__EXERCISE DESCRIPTION__
Format the listing lines from the one containing "Guideline: one marker per instance of the satellite" through the end of the listing, inclusive, as a Markdown table with the columns Row and Line, leaving out any blank lines.

[Saved entries]
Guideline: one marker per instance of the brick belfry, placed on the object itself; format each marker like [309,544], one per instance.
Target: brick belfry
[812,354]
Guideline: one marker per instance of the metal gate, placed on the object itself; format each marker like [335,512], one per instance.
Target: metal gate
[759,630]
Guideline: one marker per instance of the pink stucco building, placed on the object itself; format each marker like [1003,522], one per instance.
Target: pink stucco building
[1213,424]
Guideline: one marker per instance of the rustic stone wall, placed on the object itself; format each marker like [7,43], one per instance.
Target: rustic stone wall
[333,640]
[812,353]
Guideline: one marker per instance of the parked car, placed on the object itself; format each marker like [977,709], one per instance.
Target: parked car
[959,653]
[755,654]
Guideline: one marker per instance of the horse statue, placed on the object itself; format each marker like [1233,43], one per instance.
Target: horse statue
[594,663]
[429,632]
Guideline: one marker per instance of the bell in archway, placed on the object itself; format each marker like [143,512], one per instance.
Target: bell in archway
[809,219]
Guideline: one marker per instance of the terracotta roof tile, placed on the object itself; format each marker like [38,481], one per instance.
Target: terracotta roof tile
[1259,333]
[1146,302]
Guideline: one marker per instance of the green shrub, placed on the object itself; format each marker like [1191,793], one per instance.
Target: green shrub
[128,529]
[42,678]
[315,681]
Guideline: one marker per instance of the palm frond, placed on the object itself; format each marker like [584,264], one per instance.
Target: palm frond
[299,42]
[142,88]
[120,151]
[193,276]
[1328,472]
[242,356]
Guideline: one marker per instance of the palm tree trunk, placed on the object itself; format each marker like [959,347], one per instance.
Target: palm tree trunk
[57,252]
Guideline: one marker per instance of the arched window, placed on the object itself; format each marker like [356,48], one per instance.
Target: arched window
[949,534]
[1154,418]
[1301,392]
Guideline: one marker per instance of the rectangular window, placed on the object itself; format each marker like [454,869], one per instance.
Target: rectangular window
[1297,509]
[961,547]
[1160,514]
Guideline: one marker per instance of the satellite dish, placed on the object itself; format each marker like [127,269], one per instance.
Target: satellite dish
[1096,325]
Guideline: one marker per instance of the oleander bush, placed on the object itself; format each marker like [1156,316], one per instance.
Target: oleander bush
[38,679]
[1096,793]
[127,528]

__EXERCISE RESPONSE__
| Row | Line |
|---|---|
| 1 | Guideline: one marker per instance of the satellite dish, placed on the object itself; format each marker like [127,269], one per instance. |
| 2 | Target: satellite dish |
| 3 | [1096,325] |
| 4 | Guideline: one marker per instance of the oleander bush, placed on the object itself; format each marker like [1156,316], one per instance. |
| 5 | Target: oleander bush |
| 6 | [38,679] |
| 7 | [1096,793] |
| 8 | [127,528] |